___ DATA SUPPLIED

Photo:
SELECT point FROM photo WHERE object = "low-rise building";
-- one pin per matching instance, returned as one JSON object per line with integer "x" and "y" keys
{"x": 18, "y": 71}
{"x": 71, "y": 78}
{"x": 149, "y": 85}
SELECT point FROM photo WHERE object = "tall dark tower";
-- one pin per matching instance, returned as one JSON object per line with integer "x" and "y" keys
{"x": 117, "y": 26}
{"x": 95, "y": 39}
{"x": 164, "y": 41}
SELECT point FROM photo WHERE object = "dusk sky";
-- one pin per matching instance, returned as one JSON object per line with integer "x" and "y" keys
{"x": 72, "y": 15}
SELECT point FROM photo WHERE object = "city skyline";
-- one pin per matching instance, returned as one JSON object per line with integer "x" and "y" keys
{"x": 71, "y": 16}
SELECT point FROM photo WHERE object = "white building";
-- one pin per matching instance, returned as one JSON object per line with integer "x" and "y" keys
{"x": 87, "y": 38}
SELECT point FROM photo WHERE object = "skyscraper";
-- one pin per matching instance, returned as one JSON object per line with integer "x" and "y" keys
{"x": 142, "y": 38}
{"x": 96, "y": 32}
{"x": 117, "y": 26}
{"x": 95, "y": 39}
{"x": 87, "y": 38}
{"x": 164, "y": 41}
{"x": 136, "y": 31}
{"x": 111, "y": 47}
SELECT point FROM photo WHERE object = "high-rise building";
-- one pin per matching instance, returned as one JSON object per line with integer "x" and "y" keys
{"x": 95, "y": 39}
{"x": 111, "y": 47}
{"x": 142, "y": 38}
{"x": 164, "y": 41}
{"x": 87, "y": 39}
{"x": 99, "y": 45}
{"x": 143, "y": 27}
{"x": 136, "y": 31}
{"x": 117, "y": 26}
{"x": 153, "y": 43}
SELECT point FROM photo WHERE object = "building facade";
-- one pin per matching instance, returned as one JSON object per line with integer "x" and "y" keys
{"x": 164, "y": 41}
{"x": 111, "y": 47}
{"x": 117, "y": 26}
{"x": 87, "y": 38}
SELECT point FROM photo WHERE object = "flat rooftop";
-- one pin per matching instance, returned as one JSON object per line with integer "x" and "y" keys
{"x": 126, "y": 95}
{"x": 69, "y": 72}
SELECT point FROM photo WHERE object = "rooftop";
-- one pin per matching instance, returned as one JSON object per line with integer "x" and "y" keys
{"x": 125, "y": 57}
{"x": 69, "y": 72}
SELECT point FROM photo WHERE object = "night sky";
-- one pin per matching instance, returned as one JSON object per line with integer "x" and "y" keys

______

The whole of the data is to be copied out word for word.

## ANSWER TO THIS TASK:
Photo:
SELECT point FROM photo WHERE object = "low-rise building";
-- one pin per matching instance, returned as one JSON object per line with integer "x" and "y" keys
{"x": 18, "y": 71}
{"x": 71, "y": 78}
{"x": 149, "y": 85}
SELECT point FROM photo WHERE object = "tall dark tower";
-- one pin per matching instance, returned as one JSON object per line with integer "x" and "y" keys
{"x": 117, "y": 26}
{"x": 95, "y": 39}
{"x": 164, "y": 41}
SELECT point FROM photo WHERE object = "dusk sky";
-- one pin per matching instance, returned as one JSON object per line with integer "x" and "y" keys
{"x": 72, "y": 15}
SELECT point FROM photo WHERE object = "city skyline";
-- one pin per matching instance, returned as one JSON object per line with integer "x" and "y" keys
{"x": 71, "y": 16}
SELECT point FROM photo WHERE object = "white building";
-- one pin per matching instance, returned as one JSON object per line with integer "x" and "y" keys
{"x": 87, "y": 38}
SELECT point FROM photo WHERE object = "skyscraper";
-- one pin per matching instance, returned as one JSON object per line with integer "x" and "y" keys
{"x": 142, "y": 38}
{"x": 96, "y": 32}
{"x": 117, "y": 26}
{"x": 95, "y": 39}
{"x": 87, "y": 38}
{"x": 164, "y": 41}
{"x": 136, "y": 31}
{"x": 111, "y": 47}
SELECT point FROM photo WHERE object = "high-rise building";
-- one pin per matching instance, returned as one JSON object per line with integer "x" and "y" keys
{"x": 95, "y": 39}
{"x": 111, "y": 47}
{"x": 142, "y": 38}
{"x": 164, "y": 41}
{"x": 87, "y": 39}
{"x": 99, "y": 45}
{"x": 143, "y": 27}
{"x": 136, "y": 31}
{"x": 117, "y": 26}
{"x": 153, "y": 43}
SELECT point FROM photo WHERE object = "building facade";
-- one pin per matching instance, returned as one JSON object per line with integer "x" and "y" keys
{"x": 164, "y": 41}
{"x": 111, "y": 47}
{"x": 117, "y": 26}
{"x": 87, "y": 38}
SELECT point FROM photo WHERE object = "flat rooftop";
-- one pin per matching instance, returned as one JSON object per line with integer "x" and "y" keys
{"x": 126, "y": 95}
{"x": 69, "y": 72}
SELECT point FROM photo WHERE object = "rooftop";
-- one pin per matching instance, returned as one JSON object per line with integer "x" and "y" keys
{"x": 125, "y": 57}
{"x": 69, "y": 72}
SELECT point FROM photo WHERE object = "night sky";
-- one pin per matching instance, returned as one JSON object per line with integer "x" and "y" keys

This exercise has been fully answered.